**WORK REQUEST A**
From the passage on synaptic states, set down the text between "That synapses have" and "and 2, potentiated.", inclusive.
**WORK REQUEST B**
Please list every work cited in the paragraph of the passage on synaptic states that begins "That synapses have a limited number of states".

**GIVEN TEXT**
+++

The contribution of this paper is two-fold. First, we achieve classification through recurrent dynamics in the attractor layer which is stabilized with recurrent inhibition. Second, we employ three state synapses with feedforward inhibition, allowing us to achieve competitive classification rates with one network without the boosting required in Amit and Mascaro (2001). The advantage of a three state feedforward synapse with feedforward inhibition over a two state synapse stems from the ability to give a positive effective weight to features with high probability on class and low probability off class and a negative effective weight to features with low probability on class and high off class. Both types of features are informative for class/non-class discrimination. The intermediate “control” level of less informative features is assigned an effective zero weight. This modification in the number of synaptic states coupled with the appropriate feedforward inhibition leads to dramatic increases in classification rates. The use of inhibition to create effective negative synapses was proposed in Scofield and Cooper (1985) in a model of learning in primary visual cortex. An inhibitory interneuron receives input from the presynaptic neuron and feeds into the postsynaptic neuron. This type of feedforward system has since then been used in many models. Recently in Parisien et al. (2008) a more general approach is proposed to achieve effective negative weights avoiding a dedicated interneuron for each synapse. This is the approach taken here.

That synapses have a limited number of states has been advocated in a number of papers, see for example, Petersen et al. (1998), O'Connor et al. (2005a,b). Experimental reports on LTP and LTD typically show three synaptic levels for any given synapse. These include a control level, a depressed state, and a potentiated state, see Mu and Poo (2006), Dong et al. (2008), and Collingridge et al. (2010), although the distribution of the strengths of the potentiated states over the population of synapses has a significant spread, see Brunel et al. (2004). In our model the three states are uniformly set at 0, depressed; 1, control; and 2, potentiated.

+++

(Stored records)

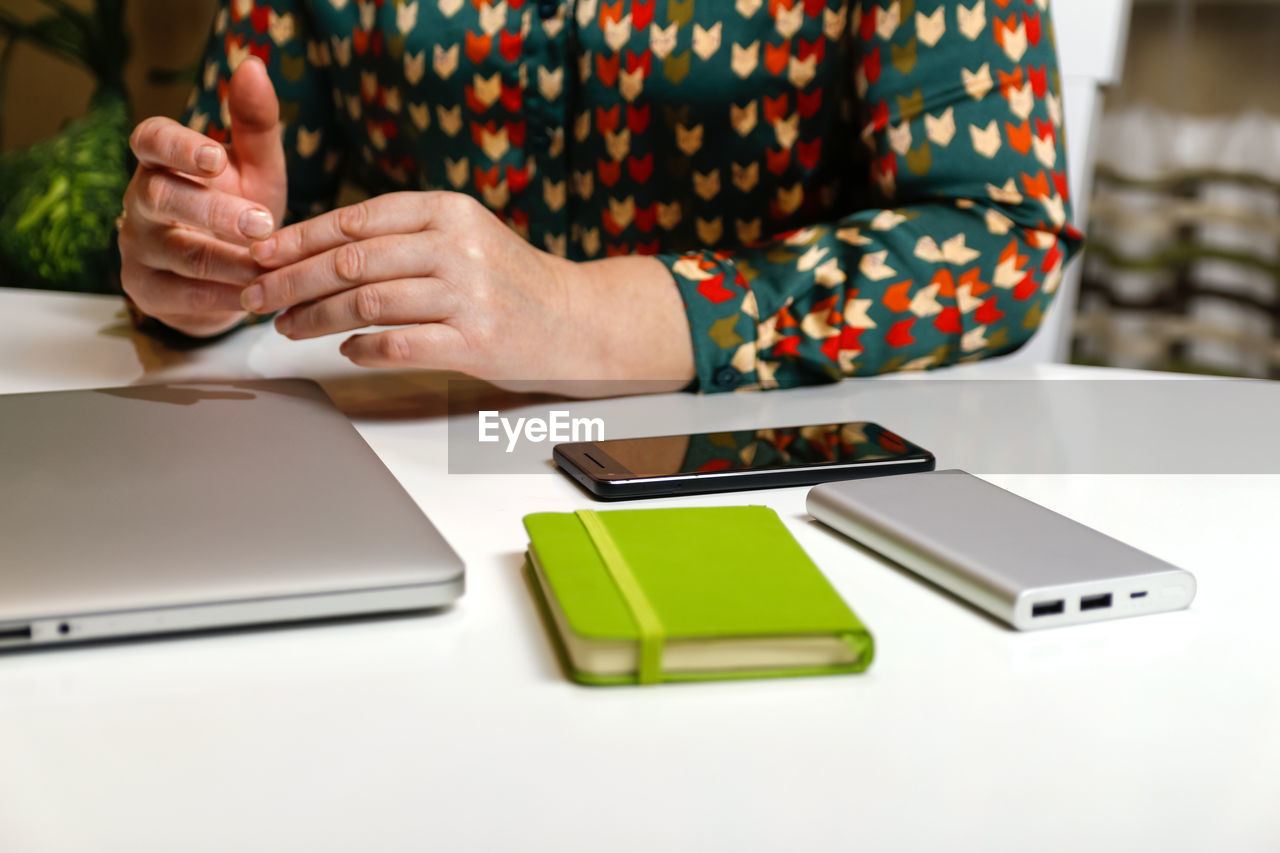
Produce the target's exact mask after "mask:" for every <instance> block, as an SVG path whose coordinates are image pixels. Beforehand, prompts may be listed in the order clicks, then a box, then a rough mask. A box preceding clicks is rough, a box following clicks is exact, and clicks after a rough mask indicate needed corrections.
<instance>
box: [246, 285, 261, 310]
mask: <svg viewBox="0 0 1280 853" xmlns="http://www.w3.org/2000/svg"><path fill="white" fill-rule="evenodd" d="M241 305H243V306H244V310H246V311H257V310H260V309H261V307H262V286H261V284H250V286H248V287H246V288H244V291H243V292H242V293H241Z"/></svg>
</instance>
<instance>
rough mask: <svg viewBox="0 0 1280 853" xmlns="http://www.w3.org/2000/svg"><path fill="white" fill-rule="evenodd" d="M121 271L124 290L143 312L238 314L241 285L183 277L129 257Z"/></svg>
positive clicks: (160, 315) (159, 314)
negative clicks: (143, 264)
mask: <svg viewBox="0 0 1280 853" xmlns="http://www.w3.org/2000/svg"><path fill="white" fill-rule="evenodd" d="M120 274H122V280H123V284H124V292H125V293H128V295H129V297H131V298H132V300H133V301H134V302H136V304H137V305H138V307H140V309H142V310H143V311H145V313H146V314H151V315H156V316H163V315H216V314H223V315H230V314H239V313H241V306H239V292H241V288H238V287H236V286H234V284H223V283H220V282H201V280H197V279H192V278H184V277H182V275H178V274H177V273H170V272H168V270H163V269H151V268H148V266H143V265H141V264H138V263H137V261H132V260H129V261H125V263H124V264H123V265H122V269H120ZM211 319H212V318H211Z"/></svg>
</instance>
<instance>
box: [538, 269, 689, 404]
mask: <svg viewBox="0 0 1280 853" xmlns="http://www.w3.org/2000/svg"><path fill="white" fill-rule="evenodd" d="M558 260H559V259H558ZM562 263H564V264H567V265H568V266H570V268H572V269H571V270H568V272H567V273H566V274H564V277H563V288H564V302H563V304H564V305H566V337H571V338H573V339H575V343H573V348H575V350H577V351H579V353H577V359H579V362H577V365H576V368H577V373H579V375H582V377H591V378H599V379H607V380H626V382H628V383H639V386H643V387H641V388H639V389H637V388H632V387H630V386H628V387H627V388H626V389H625V391H618V393H639V392H649V393H660V392H669V391H680V389H681V388H685V387H686V386H687V384H689V383H690V382H692V380H694V378H695V375H696V374H695V370H694V355H692V343H691V339H690V332H689V320H687V318H686V314H685V310H684V304H682V301H681V297H680V292H678V289H677V288H676V283H675V280H673V279H672V277H671V273H669V272H668V270H667V268H666V266H664V265H663V264H662V263H660V261H658V260H657V259H654V257H648V256H641V255H628V256H622V257H609V259H604V260H595V261H584V263H573V261H562Z"/></svg>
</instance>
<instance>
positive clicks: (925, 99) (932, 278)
mask: <svg viewBox="0 0 1280 853" xmlns="http://www.w3.org/2000/svg"><path fill="white" fill-rule="evenodd" d="M904 6H908V4H900V3H892V4H891V5H890V6H888V8H884V6H878V5H876V4H873V3H854V4H852V6H851V12H852V15H851V20H850V24H851V26H850V32H851V44H850V49H849V50H847V51H846V56H847V58H849V64H850V68H849V73H850V77H851V86H852V87H854V96H855V104H856V108H855V114H854V117H852V118H854V122H856V126H858V131H859V132H856V133H851V134H850V138H851V140H854V142H852V145H858V146H865V150H864V151H847V152H844V155H845V156H851V158H852V156H856V158H858V159H859V160H865V161H868V163H869V174H868V175H865V177H867V186H868V187H869V192H868V193H867V197H868V200H869V202H870V204H869V205H868V206H867V207H865V209H859V210H850V211H849V213H847V214H845V215H842V216H840V218H837V219H833V220H832V222H822V223H818V224H814V225H810V227H805V228H800V229H794V231H790V232H786V233H780V234H773V236H772V237H771V238H768V240H764V241H760V242H758V243H753V245H749V246H746V247H742V248H735V250H695V251H689V252H682V254H671V255H660V256H659V257H660V260H663V263H666V264H667V266H668V269H669V270H671V273H672V277H673V278H675V280H676V284H677V287H678V288H680V292H681V296H682V298H684V302H685V306H686V311H687V315H689V324H690V330H691V333H692V341H694V353H695V361H696V369H698V387H699V389H701V391H732V389H742V388H776V387H788V386H799V384H809V383H819V382H833V380H838V379H841V378H844V377H854V375H870V374H878V373H887V371H893V370H924V369H931V368H940V366H945V365H950V364H955V362H960V361H972V360H978V359H983V357H988V356H995V355H1002V353H1006V352H1011V351H1012V350H1016V348H1018V347H1019V346H1021V345H1023V343H1025V342H1027V341H1028V339H1029V338H1030V336H1032V334H1033V333H1034V332H1036V329H1037V327H1038V325H1039V321H1041V319H1042V316H1043V315H1044V311H1046V310H1047V309H1048V306H1050V304H1051V302H1052V300H1053V295H1055V292H1056V291H1057V287H1059V283H1060V280H1061V278H1062V269H1064V265H1065V264H1066V263H1068V261H1069V260H1070V259H1071V256H1073V255H1074V254H1075V252H1076V251H1078V248H1079V246H1080V242H1082V241H1080V236H1079V233H1078V232H1076V231H1075V229H1074V228H1073V227H1071V225H1070V195H1069V188H1068V182H1066V155H1065V134H1064V128H1062V101H1061V86H1060V81H1059V70H1057V60H1056V51H1055V49H1053V28H1052V22H1051V19H1050V12H1048V6H1047V1H1046V0H1034V3H1023V1H1019V3H1011V4H1007V5H1006V6H1000V5H998V4H993V3H984V1H983V0H973V3H969V4H965V3H928V1H927V0H920V1H918V3H915V4H910V12H909V13H908V14H904V13H902V8H904ZM886 15H895V17H897V20H892V22H891V23H892V24H893V26H882V24H884V23H886V20H884V18H883V17H886ZM1001 15H1002V17H1001Z"/></svg>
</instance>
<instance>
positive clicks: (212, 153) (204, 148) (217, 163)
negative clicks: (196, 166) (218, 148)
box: [196, 145, 223, 172]
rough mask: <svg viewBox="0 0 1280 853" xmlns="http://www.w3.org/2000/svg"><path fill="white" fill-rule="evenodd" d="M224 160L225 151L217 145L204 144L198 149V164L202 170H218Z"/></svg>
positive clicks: (207, 170)
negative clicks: (219, 164)
mask: <svg viewBox="0 0 1280 853" xmlns="http://www.w3.org/2000/svg"><path fill="white" fill-rule="evenodd" d="M221 161H223V152H221V151H220V150H219V149H218V146H216V145H204V146H201V147H200V150H198V151H196V165H197V167H200V170H201V172H216V170H218V167H219V164H221Z"/></svg>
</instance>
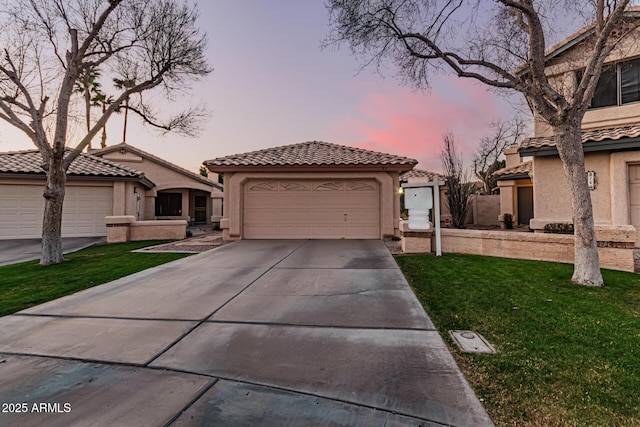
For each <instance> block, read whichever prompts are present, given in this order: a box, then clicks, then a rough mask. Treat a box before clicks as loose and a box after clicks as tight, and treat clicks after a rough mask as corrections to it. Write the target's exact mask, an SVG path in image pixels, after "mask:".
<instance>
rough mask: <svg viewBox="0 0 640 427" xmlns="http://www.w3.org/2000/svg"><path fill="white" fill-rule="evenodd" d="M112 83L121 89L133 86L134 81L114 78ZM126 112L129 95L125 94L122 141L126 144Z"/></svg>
mask: <svg viewBox="0 0 640 427" xmlns="http://www.w3.org/2000/svg"><path fill="white" fill-rule="evenodd" d="M113 84H114V86H115V87H116V89H119V90H122V89H128V88H131V87H133V86H135V84H136V83H135V82H134V81H133V80H132V79H118V78H115V79H113ZM128 112H129V97H128V96H127V97H126V98H125V99H124V126H123V129H122V143H123V144H126V142H127V117H128Z"/></svg>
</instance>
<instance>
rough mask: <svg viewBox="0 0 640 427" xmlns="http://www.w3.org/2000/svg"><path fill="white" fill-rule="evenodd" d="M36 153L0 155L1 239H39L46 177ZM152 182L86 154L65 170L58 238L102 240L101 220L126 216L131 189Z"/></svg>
mask: <svg viewBox="0 0 640 427" xmlns="http://www.w3.org/2000/svg"><path fill="white" fill-rule="evenodd" d="M41 164H43V161H42V156H41V155H40V153H39V152H38V151H37V150H29V151H17V152H8V153H0V239H28V238H40V237H42V216H43V214H44V197H42V192H43V190H44V186H45V180H46V177H45V172H44V170H43V169H42V168H41V167H40V165H41ZM153 187H154V183H153V182H151V181H150V180H149V179H148V178H146V177H145V175H144V174H143V173H142V172H140V171H137V170H135V169H132V168H129V167H126V166H122V165H119V164H117V163H114V162H110V161H108V160H104V159H101V158H99V157H95V156H91V155H88V154H81V155H80V156H78V157H77V158H76V159H75V160H74V161H73V163H72V164H71V166H70V167H69V170H68V171H67V184H66V192H65V201H64V205H63V214H62V236H63V237H93V236H106V234H107V229H106V225H105V217H106V216H108V215H113V214H114V212H123V213H124V212H125V211H126V209H125V207H126V205H128V204H130V203H131V200H132V196H133V195H134V191H135V190H134V189H138V190H137V191H139V192H140V193H146V192H147V191H152V189H153Z"/></svg>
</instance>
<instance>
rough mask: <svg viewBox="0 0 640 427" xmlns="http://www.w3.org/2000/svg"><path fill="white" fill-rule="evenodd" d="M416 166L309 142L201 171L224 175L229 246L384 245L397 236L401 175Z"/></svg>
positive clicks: (240, 159) (393, 156) (211, 162)
mask: <svg viewBox="0 0 640 427" xmlns="http://www.w3.org/2000/svg"><path fill="white" fill-rule="evenodd" d="M416 163H417V161H416V160H414V159H409V158H406V157H400V156H395V155H392V154H384V153H378V152H374V151H368V150H363V149H359V148H353V147H346V146H342V145H336V144H329V143H326V142H318V141H312V142H303V143H300V144H293V145H286V146H282V147H276V148H269V149H265V150H260V151H253V152H250V153H244V154H236V155H232V156H226V157H221V158H217V159H213V160H207V161H205V162H204V163H203V164H204V165H205V166H206V167H207V168H208V169H209V170H210V171H212V172H216V173H222V174H223V175H224V184H225V185H224V197H225V198H224V216H223V218H222V221H221V223H220V224H221V228H222V230H223V237H224V238H225V239H382V238H383V237H385V236H394V235H399V231H398V225H399V221H400V199H399V194H398V187H399V186H400V181H399V176H400V173H402V172H406V171H408V170H411V169H412V168H413V167H414V166H415V164H416Z"/></svg>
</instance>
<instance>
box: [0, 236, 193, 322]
mask: <svg viewBox="0 0 640 427" xmlns="http://www.w3.org/2000/svg"><path fill="white" fill-rule="evenodd" d="M159 243H163V242H161V241H146V242H129V243H117V244H110V245H96V246H91V247H90V248H87V249H83V250H81V251H78V252H74V253H72V254H68V255H65V259H66V261H65V262H64V263H62V264H56V265H50V266H46V267H45V266H41V265H39V264H38V261H29V262H23V263H20V264H13V265H7V266H2V267H0V316H4V315H6V314H11V313H15V312H16V311H20V310H24V309H26V308H29V307H32V306H34V305H38V304H41V303H43V302H47V301H51V300H53V299H56V298H60V297H62V296H65V295H69V294H72V293H74V292H78V291H81V290H83V289H87V288H90V287H93V286H96V285H100V284H102V283H106V282H109V281H111V280H115V279H118V278H120V277H123V276H127V275H129V274H133V273H136V272H138V271H142V270H146V269H147V268H151V267H154V266H156V265H160V264H164V263H167V262H169V261H173V260H176V259H180V258H184V257H185V256H188V255H189V254H175V253H135V252H131V251H132V250H134V249H140V248H143V247H145V246H152V245H156V244H159Z"/></svg>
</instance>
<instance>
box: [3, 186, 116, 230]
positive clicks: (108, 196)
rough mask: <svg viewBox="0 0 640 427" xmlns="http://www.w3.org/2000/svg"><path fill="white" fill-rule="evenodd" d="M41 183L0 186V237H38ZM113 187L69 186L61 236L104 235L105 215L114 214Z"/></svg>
mask: <svg viewBox="0 0 640 427" xmlns="http://www.w3.org/2000/svg"><path fill="white" fill-rule="evenodd" d="M42 191H43V188H42V186H40V185H21V184H16V185H13V184H12V185H0V198H1V200H3V201H5V202H6V201H10V202H9V203H4V202H3V203H2V205H0V238H5V239H9V238H14V239H15V238H18V239H20V238H23V239H25V238H39V237H41V236H42V216H43V214H44V204H45V202H44V198H43V197H42ZM112 206H113V190H112V187H96V186H89V187H87V186H76V185H69V184H67V187H66V189H65V200H64V205H63V212H62V236H63V237H93V236H106V234H107V229H106V225H105V221H104V217H105V216H108V215H112V214H113V207H112Z"/></svg>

+++

**FINAL ANSWER A**
That synapses have a limited number of states has been advocated in a number of papers, see for example, Petersen et al. (1998), O'Connor et al. (2005a,b). Experimental reports on LTP and LTD typically show three synaptic levels for any given synapse. These include a control level, a depressed state, and a potentiated state, see Mu and Poo (2006), Dong et al. (2008), and Collingridge et al. (2010), although the distribution of the strengths of the potentiated states over the population of synapses has a significant spread, see Brunel et al. (2004). In our model the three states are uniformly set at 0, depressed; 1, control; and 2, potentiated.

**FINAL ANSWER B**
Petersen et al. (1998)
O'Connor et al. (2005a,b)
Mu and Poo (2006)
Dong et al. (2008)
Collingridge et al. (2010)
Brunel et al. (2004)